### Görev A
Burjuva partileri üzerine metne göre şu ifadeler doğru mu: (i) burjuva partileri IMF ve Dünya Bankası reçetelerine bağlıdır, (ii) mevcut burjuva partilerinden bazıları anti-emperyalist niteliktedir, (iii) burjuva partileri kendilerini yeniden üretebilmektedir? Her biri için evet ya da hayır deyin ve kararı belirleyen sözleri metinden aynen alıntılayın.
### Görev B
Burjuva partileri üzerine metni, son cümlesinden sonrasını yazarak sürdürün.

### Okuma metni

● ● ● ● ●

Mevcut burjuva partilerinin hiç biri anti-emperyalist
nitelikte değildir, Tam tersine emperyalizme bağımlılığı
"karşılıklı bağımlılık", "Değişen
Dünya", "karşılıklı çıkar" adına
savunmaktadırlar ve uluslararası iş bölümünün
yeni sömürge ülkelere yüklediği rolün siyasi temsilcileridirler.
Ayrıca T.C.'nin gelenekselleşmiş, politikaları,
özellikle ekonomik planda aşılmış, kapitalizmin
ulaştığı evrim tüm burjuva partilerini benzeştirmiştir.
Mevcut tekelci sermaye iç dinamizminden uzak ,kendi
koşullarına yabancı ve emperyalizme göbekten bağımlı
olduğundan, burjuva anlamda demokrasinin de savunuculuğunu
yapamamaktadırlar. Sözgelimi şimdi demokrasi sorununun
en önemli öğelerinden bliri olan Kürt ulusal sorununa
yaklaşımda tamamen gerici-şovenist bir konumda
olmaları tüm burjuva partileri aynılaştırmaktadır.
Yılların gerici burjuva politikacısı halk düşmanı
S.Demirel'in Eylül sonrasında kimliğine iyice
yabancılaşan bir kesim "sol"un yardımı
ile "demokrat" görüldüğü, yine insan
hakları v.b. konularda, tam bir yalan edebiyatıyla
"şeffaf Demokrasi" v.b. çığırtkanlığı
yapması; "sol" adına burjuva politikacısı
B.Ecevit'in "umut”unun sönüp "Faşist"
ilan edilebildiği bir çizgi ayrımların zayıflamasının
diğer olgularıdır. Mevcut burjuva partileri Kapitalizmin
ürettiği hiçbir soruna, kapitalizm dışı bir çözüm
önermedikleri gibi, sermayenin merkezileşmesine
paralel olarak da benzer "çözümlerin"
savunucusudurlar. Kürt ulusal sorunu karşısında,
"vatanın bölünmez bütünlüğü" adına Kürt
katliamları öneren burjuva partiler, enflasyon,
işsizlik, sağlık, beslenme, eğitim, v.b. sorunlar
içinde, IMF, Dünya Bankası reçetelerine bağlılık
yemini etmektedirler.
Emperyalizme bağımlı yeni-sömürge toplumsal düzenin
yarattığı tüm sorunları, emekçi sınıflar lehine
çözmekten uzak burjuva partileri, hem gelenekselleşmiş
TC. politikası ile bağı açısından hem de bağımlılığın
getirdiği iç dinamik yoksunluğundan dolayı kendini
yeniden üretememektedir. Halka yabancı olan bu
burjuva partilerinden kendilerini yeniden üretmeleri
de beklenemez.

● ● ● ● ●

### Malzeme
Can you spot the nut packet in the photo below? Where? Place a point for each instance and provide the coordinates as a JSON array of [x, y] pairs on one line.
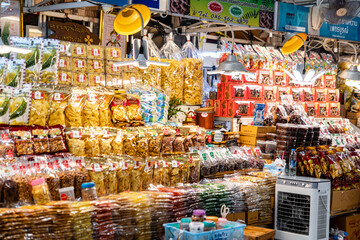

● ● ● ● ●

### Görev çıktısı A
(i) Evet: "IMF, Dünya Bankası reçetelerine bağlılık yemini etmektedirler."
(ii) Hayır: "Mevcut burjuva partilerinin hiç biri anti-emperyalist nitelikte değildir"
(iii) Hayır: "kendini yeniden üretememektedir"

### Görev çıktısı B
DYP-ANAP, SHP'nin %21 ile %27 arasında oy alması,
RP+MÇP ittifakı'nın %20'yi zorlaması sadece hiçbir
burjuva partisinin tek başına iktidar olamamasını
getirmekle kalmaz, aynı zamanda aralarındaki benzer
özellikleri de ifade eder. İç çelişkilerin yoğunlaşma
sürecinden, politik aktivitelerine, maddi güçlerinden
iç ve dış bağımlılıklarına kadar bir çok boyutu
üç aşağı beş yukarı, giderek daha yoğun çizgilerle
yaşamaktadırlar.
Üçüncüsü: Yaşanan sürekli milli kriz, hem ekonomik
hem de siyasi alanda giderek derinleşecektir.
Emperyalizme bağımlı yeni-sömürgeci toplumsal
yapı, tam da bu niteliğinden dolayı sürekli bir
milli kriz içindedir. Ülke, ekonomisinden siyasetine,
sanatından kültürüne kadar bu krizin etkisi içindedir.
Devrimci halk muhalefetinin yükseldiği veya ekonomik-sosyal-siyasal
çelişkilerin yeni ivmeler kazandığı dönemlerde
olgunlaşan milli kriz, emperyalizm ve yerli sermayenin
"istikrar" adına yaptığı operasyonlarla
zaman zaman hafifleme eğilimi gösterse de, bunun
geçici olduğu gerçek anlamda giderek daha da yoğunlaştığı
açık. Milli kriz yapısaldır, çözüm ancak devrimle
mümkündür.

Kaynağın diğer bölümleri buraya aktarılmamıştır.